CITY NOTES: Fighting an invisible enemy

The coronavirus is proving more of a challenge than it seemed. The arrival of a vaccine (indeed, of several) has apparently had the reverse effect, and things are once again getting worse. Perhaps the worst thing is that India is now leading the world in the number of new cases and recorded 300,000 new infections for the first time ever. Hopefully, no one in our establishment will feel challenged over this, and decide that Pakistan must break this record.

Most Indian records seem to be pulling a tractor with one’s moustaches the longest distance, or longest fingernail grown, or something of that nature. Those are things that our effete young men seem to ignore, despite the manful efforts of Punjab Chief Minister Usman Buzdar, who has created numerous records in the course of his daily duties, because he has singlehandedly revived the art of writing with his feet.

The admiration lavished on him for this skill should not persuade anyone that the Indian record should be attempted. But if the government feels that an attempt should be made, it is my humble suggestion that there should be no restriction on gatherings until sometime after Eid-ul-Fitr. When people get down to Eid shopping, pushing and jostling one another, you are preparing for a perfect storm. Instead of ordering the shutdown that should have come, you have had the army called in. Why should the army be called in, when you have got a perfectly good police force anxious to get the authority to stop people without masks, and charge them a small fee if they want to go on with their business? The army has got more important enemies to tackle, than one no one can see.

There was a time when the military had a simple life. India was the enemy. Right. But then it became the terrorists, and now it seems, the virus. Indians wore uniforms. Terrorists melt into the civilian population. And viruses can only be seen under special microscopes.

Terrorism is alive and well, if the Quetta hotel blast is anything to judge by. And the Chinese ambassador was the target, and the TTP claimed responsibility. The TTP is based in Kabul. Another example of Sino-US rivalry at work?

Another example of terrorism at work was the death of Chadian President Idriss Déby, who was killed of injuries suffered while he toured the area where his troops were fighting the terrorists. Imagine our president going anywhere near terrorists. Imran, of course, would go.

President Déby had won neither a World Cup for his country, nor built a cancer hospital. He had come to power back in 1990 and died just as his victory in the election last year had given him a sixth term. He was a patriot, so he came to power in a coup.
-*-
• [REQUIRED TASKS]
1: Write out a section of the coronavirus column word for word, beginning at the words "Terrorism is alive" and stopping after "power in a coup.".
2: List every person the coronavirus column mentions by name.

Stored records:
-*-
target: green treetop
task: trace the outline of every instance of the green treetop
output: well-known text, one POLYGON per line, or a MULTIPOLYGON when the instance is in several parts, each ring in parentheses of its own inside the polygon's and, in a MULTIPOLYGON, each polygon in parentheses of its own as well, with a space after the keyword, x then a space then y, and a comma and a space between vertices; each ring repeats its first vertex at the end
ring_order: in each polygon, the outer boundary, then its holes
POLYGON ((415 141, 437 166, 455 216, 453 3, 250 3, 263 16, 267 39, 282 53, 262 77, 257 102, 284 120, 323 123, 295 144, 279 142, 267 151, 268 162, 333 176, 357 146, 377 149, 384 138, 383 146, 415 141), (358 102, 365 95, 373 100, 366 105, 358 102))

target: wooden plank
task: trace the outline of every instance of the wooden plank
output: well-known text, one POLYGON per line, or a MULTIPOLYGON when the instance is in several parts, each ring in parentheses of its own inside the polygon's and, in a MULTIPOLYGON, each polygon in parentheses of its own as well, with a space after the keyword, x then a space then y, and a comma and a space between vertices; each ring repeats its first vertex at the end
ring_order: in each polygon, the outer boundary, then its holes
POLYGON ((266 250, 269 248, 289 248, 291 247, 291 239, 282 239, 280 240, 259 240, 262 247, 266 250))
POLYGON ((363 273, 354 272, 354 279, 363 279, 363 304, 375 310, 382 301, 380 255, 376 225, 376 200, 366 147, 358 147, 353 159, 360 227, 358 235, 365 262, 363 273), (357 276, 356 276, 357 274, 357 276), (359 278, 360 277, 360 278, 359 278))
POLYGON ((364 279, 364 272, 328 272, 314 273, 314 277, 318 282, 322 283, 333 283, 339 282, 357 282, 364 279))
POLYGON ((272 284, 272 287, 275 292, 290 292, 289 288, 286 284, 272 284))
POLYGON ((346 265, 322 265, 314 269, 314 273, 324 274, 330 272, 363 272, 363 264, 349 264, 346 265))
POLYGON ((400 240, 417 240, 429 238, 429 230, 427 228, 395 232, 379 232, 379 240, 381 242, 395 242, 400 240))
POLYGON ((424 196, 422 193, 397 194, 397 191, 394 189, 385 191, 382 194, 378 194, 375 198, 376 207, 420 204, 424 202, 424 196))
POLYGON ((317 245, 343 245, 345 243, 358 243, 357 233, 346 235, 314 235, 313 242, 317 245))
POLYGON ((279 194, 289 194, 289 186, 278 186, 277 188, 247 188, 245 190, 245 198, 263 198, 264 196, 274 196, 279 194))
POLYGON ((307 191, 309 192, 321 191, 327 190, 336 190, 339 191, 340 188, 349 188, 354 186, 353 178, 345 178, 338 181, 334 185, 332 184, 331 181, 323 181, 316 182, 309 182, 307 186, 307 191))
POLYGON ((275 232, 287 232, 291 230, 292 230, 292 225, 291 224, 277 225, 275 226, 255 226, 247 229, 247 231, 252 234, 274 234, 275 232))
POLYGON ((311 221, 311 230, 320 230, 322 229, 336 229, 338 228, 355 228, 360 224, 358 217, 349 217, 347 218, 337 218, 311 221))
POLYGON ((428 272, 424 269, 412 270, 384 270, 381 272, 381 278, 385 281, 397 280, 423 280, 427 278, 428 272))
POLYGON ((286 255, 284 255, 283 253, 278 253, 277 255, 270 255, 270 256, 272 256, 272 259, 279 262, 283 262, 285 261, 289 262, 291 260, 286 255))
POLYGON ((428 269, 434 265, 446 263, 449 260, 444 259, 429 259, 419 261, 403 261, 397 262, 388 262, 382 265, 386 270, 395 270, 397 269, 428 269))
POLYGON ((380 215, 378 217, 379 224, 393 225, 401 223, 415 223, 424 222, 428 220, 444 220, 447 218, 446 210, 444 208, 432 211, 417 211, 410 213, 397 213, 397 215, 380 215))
-*-
• [LIST OF ANSWERS]
1:
Terrorism is alive and well, if the Quetta hotel blast is anything to judge by. And the Chinese ambassador was the target, and the TTP claimed responsibility. The TTP is based in Kabul. Another example of Sino-US rivalry at work?

Another example of terrorism at work was the death of Chadian President Idriss Déby, who was killed of injuries suffered while he toured the area where his troops were fighting the terrorists. Imagine our president going anywhere near terrorists. Imran, of course, would go.

President Déby had won neither a World Cup for his country, nor built a cancer hospital. He had come to power back in 1990 and died just as his victory in the election last year had given him a sixth term. He was a patriot, so he came to power in a coup.

2:
Usman Buzdar
Idriss Déby
Imran